------ Dataset records ------

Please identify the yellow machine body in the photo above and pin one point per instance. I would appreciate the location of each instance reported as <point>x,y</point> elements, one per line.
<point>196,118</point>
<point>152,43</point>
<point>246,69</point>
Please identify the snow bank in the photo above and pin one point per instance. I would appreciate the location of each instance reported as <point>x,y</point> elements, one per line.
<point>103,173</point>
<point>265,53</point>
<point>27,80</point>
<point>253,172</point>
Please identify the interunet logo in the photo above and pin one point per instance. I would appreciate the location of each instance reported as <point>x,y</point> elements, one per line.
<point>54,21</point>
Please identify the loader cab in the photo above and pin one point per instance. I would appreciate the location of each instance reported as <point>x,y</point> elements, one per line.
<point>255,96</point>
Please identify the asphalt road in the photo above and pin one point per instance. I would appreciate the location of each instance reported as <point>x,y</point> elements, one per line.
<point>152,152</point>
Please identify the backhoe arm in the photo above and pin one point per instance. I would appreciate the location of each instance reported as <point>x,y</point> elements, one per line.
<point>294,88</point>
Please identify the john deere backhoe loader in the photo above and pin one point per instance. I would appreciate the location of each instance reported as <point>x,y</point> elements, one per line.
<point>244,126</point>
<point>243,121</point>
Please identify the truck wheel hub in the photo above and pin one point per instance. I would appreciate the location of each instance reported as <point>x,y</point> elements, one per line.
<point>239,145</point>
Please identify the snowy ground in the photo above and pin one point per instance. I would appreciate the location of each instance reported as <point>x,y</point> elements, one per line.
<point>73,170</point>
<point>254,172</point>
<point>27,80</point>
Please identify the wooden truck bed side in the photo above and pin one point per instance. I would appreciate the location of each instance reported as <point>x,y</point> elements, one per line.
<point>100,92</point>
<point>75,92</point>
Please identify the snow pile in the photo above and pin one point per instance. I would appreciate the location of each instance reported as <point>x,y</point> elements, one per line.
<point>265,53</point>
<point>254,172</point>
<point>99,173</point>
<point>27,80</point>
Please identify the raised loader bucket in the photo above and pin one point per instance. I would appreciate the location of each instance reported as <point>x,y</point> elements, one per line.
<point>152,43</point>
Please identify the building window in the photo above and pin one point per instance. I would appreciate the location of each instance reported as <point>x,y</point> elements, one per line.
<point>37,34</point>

------

Can you reproduce the whole listing above word for word, every line in its original order?

Please identify the yellow machine body in the photo above and pin one point per instance. I would appreciate the location of each instance reported as <point>x,y</point> elements, one per line.
<point>196,118</point>
<point>152,43</point>
<point>246,69</point>
Please identify the snow bank in the photo above and pin one point per instance. I would appreciate the location of each instance reported as <point>x,y</point> elements, one per line.
<point>103,173</point>
<point>265,53</point>
<point>27,80</point>
<point>253,172</point>
Please identify the interunet logo in the photo above and pin one point per instance. I would appreciate the location of each instance reported as <point>x,y</point> elements, one per line.
<point>54,21</point>
Please identify the loader cab in the photo above and pin one point per instance. I would appreciate the location of each instance reported as <point>x,y</point> elements, one per line.
<point>255,96</point>
Please identify the asphalt road in the photo above and pin one point per instance. I would appreciate the location of each instance reported as <point>x,y</point> elements, one per line.
<point>152,152</point>
Please identify the backhoe arm in the photo above and pin one point per instance. I would appreciate the location of each instance reported as <point>x,y</point> elements, one per line.
<point>294,88</point>
Please identify the john deere backhoe loader in the photo above and pin one point per instance. I would appreciate the location of each instance reported as <point>x,y</point> elements, one per line.
<point>244,126</point>
<point>243,121</point>
Please identify the truck wheel hub in the photo above and pin one point per instance. I would appreciate the location of each instance reported as <point>x,y</point> elements, one per line.
<point>239,145</point>
Please identify the snowy ground in the photo above and pin one point per instance. I would appreciate the location of each instance reported as <point>x,y</point> elements, one per line.
<point>73,170</point>
<point>254,172</point>
<point>27,80</point>
Please identify the wooden truck bed side in the photo above and pin one point per instance. I would appreciate the location of each instance reported as <point>x,y</point> elements, one per line.
<point>100,92</point>
<point>75,92</point>
Please identify the snow pile in the photo above and pin one point per instance. I would appreciate the location of each instance reported as <point>x,y</point> elements, one per line.
<point>265,53</point>
<point>254,172</point>
<point>99,173</point>
<point>27,80</point>
Please identify the raised loader bucket in the photo above and pin one point per instance. I would appreciate the location of each instance reported as <point>x,y</point> elements, one per line.
<point>152,43</point>
Please identify the building window in the photo above and pin one point per instance. I would appreciate the location of each instance reported as <point>x,y</point> elements, one per line.
<point>37,34</point>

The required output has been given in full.